# ZUR AUFGABE:
Führe den unten abgedruckten Text über die Kärntner Bauwirtschaft in der Corona-Krise im gleichen Stil nach seinem letzten Satz weiter.

# TEXTAUSZUG:
◆ ◆ ◆ ◆

Neustart: Bauwirtschaft als Schlüsselbranche
Die Bauwirtschaft ist für Kärnten eine Schlüsselbranche und wird beim Neustart bzw. beim Hochfahren der Wirtschaftskreisläufe eine entscheidende Rolle spielen. Die ARGE Bauwirtschaft fühlt sich von den Gemeinden alleine gelassen.
5.000 Unternehmen – vom Baustoffhersteller über Planer und Architekten bis zu den ausführenden Gewerken (wie beispielsweise Baumeister, Installateur oder Maler) – geben rund 40.000 Menschen Arbeit und Einkommen. „Dieser wichtige Wirtschaftsmotor läuft als Folge der Corona-Krise nicht rund“, warnt nun Gerhard Oswald, Obmann der Branchenvertretung ARGE Bauwirtschaft. Dabei ist das Funktionieren dieses wirtschaftlichen Impulsgebers eine Voraussetzung für den Lebens- und Wirtschaftsstandort Kärnten: Der Anteil der Bauwirtschaft am gesamten Kärntner Produktionswert beträgt 25 %. Die Baubranche ist dabei wesentlich von öffentlichen Aufträgen abhängig: Im Tiefbau sind es 70 %, im Hochbau 30 %.
Oswald: „Die Bedeutung der Kärntner Bauwirtschaft liegt aber nicht nur in den sehr hohen Produktions-, Beschäftigungs- und Lehrlingsausbildungs-Effekten, sondern insbesondere in den sehr hohen volkswirtschaftlichen Multiplikator-Effekten (Vervielfältigungswirkungen) von Bauinvestitionen.“ Bei einer Bauinvestition von einer Million Euro werden über diese Multiplikatorwirkung heimische Produktionswerte von 1,48 Mio. Euro ausgelöst.
In der Corona-Krise kämpft die Bauwirtschaft neben vielen anderen Problemen wie unterbrochenen Lieferketten, fehlender Schutzausrüstung, dem Facharbeitermangel oder drohenden Pönalzahlungen, aber auch mit hausgemachten Schwierigkeiten in der öffentlichen Verwaltung: Der sommerliche Baustopp in vielen Kärntner Seengemeinden macht der Branche ebenso zu schaffen wie die stockenden Genehmigungsverfahren bei den Baubehörden und der Verfahrens- und Entscheidungsstillstand von rund sechs Wochen aufgrund des 2. Covid-19-Begleitgesetzes. Oswald: „Mit dieser Geisteshaltung kann ich mir nur schwer einen erfolgreichen Neustart vorstellen.“
Sommerbaustopp
Bereits vor Wochen hat die Wirtschaftskammer Kärnten mit der ARGE Bauwirtschaft im Rahmen eines Baugipfels die Regierung gebeten, an die Gemeinden heranzutreten, sie mögen doch den in vielen Gemeinden während der Sommermonate herrschenden Baustopp lockern. In der WK wurde dazu zwischen Bauwirtschaft und Tourismusbranche ein Kompromissvorschlag ausgearbeitet: Die Tourismuswirtschaft hat keinerlei Bedenken, dass Bauvorhaben im Mai (und solange die Hotellerie gesperrt ist) grundsätzlich erlaubt werden. Sie ist auch einverstanden, dass die in den Baubescheiden als Auflage formulierten Bauverbote auch in den Monaten Juli und August aufgehoben werden – allerdings eingeschränkt auf Baumaßnahmen, durch die keine oder geringe Lärmbelästigung zu erwarten sind, wie z.B. im Innenausbau. Keine Bedenken gibt es auch bei Bauvorhaben, die in keiner unmittelbarer Nähe zu Tourismusbetrieben und nicht in touristischen Kernzonen liegen.

◆ ◆ ◆ ◆

# GESPEICHERTE DATEN:
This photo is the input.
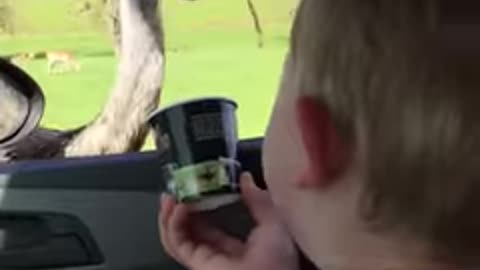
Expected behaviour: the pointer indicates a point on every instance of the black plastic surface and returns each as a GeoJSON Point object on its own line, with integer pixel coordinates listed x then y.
{"type": "Point", "coordinates": [42, 240]}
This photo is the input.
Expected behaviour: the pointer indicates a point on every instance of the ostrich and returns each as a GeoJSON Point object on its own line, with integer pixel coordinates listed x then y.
{"type": "Point", "coordinates": [121, 126]}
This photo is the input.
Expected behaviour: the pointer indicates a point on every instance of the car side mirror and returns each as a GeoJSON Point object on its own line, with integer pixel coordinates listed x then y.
{"type": "Point", "coordinates": [21, 103]}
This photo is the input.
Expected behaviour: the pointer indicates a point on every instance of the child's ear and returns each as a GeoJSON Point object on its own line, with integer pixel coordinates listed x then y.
{"type": "Point", "coordinates": [327, 154]}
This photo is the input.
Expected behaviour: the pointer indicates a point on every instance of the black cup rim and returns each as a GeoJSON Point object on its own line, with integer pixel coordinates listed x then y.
{"type": "Point", "coordinates": [36, 100]}
{"type": "Point", "coordinates": [187, 102]}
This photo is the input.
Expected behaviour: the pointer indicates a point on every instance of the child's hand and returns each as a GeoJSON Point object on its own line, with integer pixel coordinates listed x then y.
{"type": "Point", "coordinates": [198, 246]}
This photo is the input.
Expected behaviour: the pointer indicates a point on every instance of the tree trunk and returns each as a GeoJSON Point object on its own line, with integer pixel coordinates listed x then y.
{"type": "Point", "coordinates": [122, 125]}
{"type": "Point", "coordinates": [114, 23]}
{"type": "Point", "coordinates": [256, 22]}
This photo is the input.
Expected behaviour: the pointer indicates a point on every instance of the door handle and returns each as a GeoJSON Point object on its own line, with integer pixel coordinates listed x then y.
{"type": "Point", "coordinates": [42, 240]}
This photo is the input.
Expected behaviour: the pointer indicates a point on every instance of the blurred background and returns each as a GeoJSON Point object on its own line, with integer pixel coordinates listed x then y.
{"type": "Point", "coordinates": [212, 46]}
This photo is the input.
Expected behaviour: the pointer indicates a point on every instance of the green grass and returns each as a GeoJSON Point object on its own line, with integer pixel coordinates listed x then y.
{"type": "Point", "coordinates": [215, 54]}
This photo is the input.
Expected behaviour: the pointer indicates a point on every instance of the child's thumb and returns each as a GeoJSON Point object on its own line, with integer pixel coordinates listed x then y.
{"type": "Point", "coordinates": [257, 201]}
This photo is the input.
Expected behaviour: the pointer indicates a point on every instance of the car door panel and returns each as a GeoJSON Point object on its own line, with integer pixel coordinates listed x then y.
{"type": "Point", "coordinates": [108, 206]}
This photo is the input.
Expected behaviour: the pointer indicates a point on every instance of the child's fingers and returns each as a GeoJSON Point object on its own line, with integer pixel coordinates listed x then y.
{"type": "Point", "coordinates": [257, 201]}
{"type": "Point", "coordinates": [179, 235]}
{"type": "Point", "coordinates": [217, 239]}
{"type": "Point", "coordinates": [167, 208]}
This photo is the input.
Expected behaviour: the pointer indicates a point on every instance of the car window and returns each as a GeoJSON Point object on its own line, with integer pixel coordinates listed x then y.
{"type": "Point", "coordinates": [213, 48]}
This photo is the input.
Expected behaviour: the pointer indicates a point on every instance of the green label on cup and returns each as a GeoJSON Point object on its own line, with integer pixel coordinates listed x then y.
{"type": "Point", "coordinates": [190, 183]}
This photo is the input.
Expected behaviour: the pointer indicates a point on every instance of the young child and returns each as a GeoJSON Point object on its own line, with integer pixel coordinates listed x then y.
{"type": "Point", "coordinates": [372, 154]}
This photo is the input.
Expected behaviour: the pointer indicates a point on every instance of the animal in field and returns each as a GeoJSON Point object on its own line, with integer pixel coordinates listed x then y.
{"type": "Point", "coordinates": [61, 61]}
{"type": "Point", "coordinates": [121, 126]}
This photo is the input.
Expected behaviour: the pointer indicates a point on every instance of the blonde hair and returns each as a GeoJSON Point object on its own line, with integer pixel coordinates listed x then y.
{"type": "Point", "coordinates": [387, 64]}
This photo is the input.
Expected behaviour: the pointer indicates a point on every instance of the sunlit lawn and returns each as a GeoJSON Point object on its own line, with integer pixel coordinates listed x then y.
{"type": "Point", "coordinates": [208, 54]}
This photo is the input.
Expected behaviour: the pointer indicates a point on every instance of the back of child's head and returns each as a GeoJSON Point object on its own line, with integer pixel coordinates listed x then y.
{"type": "Point", "coordinates": [394, 72]}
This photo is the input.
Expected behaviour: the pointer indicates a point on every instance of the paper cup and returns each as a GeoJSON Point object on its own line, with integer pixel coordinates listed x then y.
{"type": "Point", "coordinates": [197, 144]}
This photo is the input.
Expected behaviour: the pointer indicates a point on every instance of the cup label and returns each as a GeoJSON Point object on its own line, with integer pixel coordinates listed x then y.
{"type": "Point", "coordinates": [191, 183]}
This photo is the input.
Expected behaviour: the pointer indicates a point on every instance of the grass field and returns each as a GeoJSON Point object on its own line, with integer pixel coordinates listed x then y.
{"type": "Point", "coordinates": [211, 50]}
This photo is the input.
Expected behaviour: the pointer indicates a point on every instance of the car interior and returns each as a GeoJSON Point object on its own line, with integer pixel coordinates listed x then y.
{"type": "Point", "coordinates": [96, 213]}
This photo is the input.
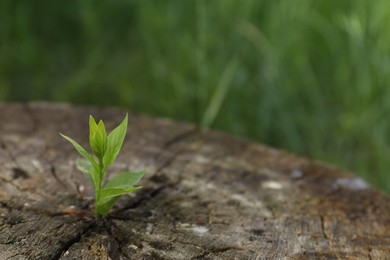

◆ ◆ ◆ ◆

# LÖSUNG ZUR AUFGABE:
Mit Schreiben vom 15. April 2020 hat das Amt der Kärntner Landesregierung den Gemeinden aufgezeigt, welche Möglichkeiten es gibt, die bestehenden Baustopp-Auflagen in den Bescheiden zu lockern. Oswald: „Grundsätzlich stellt die Aufsichtsbehörde klar, dass Gemeindeverordnungen nach der Kärntner Bauordnung, in denen ein befristeter Baustopp in den Sommermonaten festgelegt wurde, aufzuheben sind, da sie rechtwidrig sind. Wenn in gültigen Baubescheiden eine Auflage bezüglich Sommerbaustopp besteht, so hat die Gemeinde die Möglichkeit, diese Bescheidpunkte von Amtswegen abzuändern. Diese Möglichkeit, die sommerlichen Baustoppauflagen wäre die einfachste Lösung und die Gemeinden werden gebeten, von dieser Möglichkeit Gebrauch zu machen und die Bauherren dahingehend zu informieren.“
Es besteht auch die Möglichkeit, dass der Bauherr als Bewilligungsinhaber um eine Änderung dieser Auflage bei der Baubehörde ansucht. Die Gemeinde könnte dann den Antrag auf Abänderung ohne mündliche Verhandlung bescheidmäßig erledigen.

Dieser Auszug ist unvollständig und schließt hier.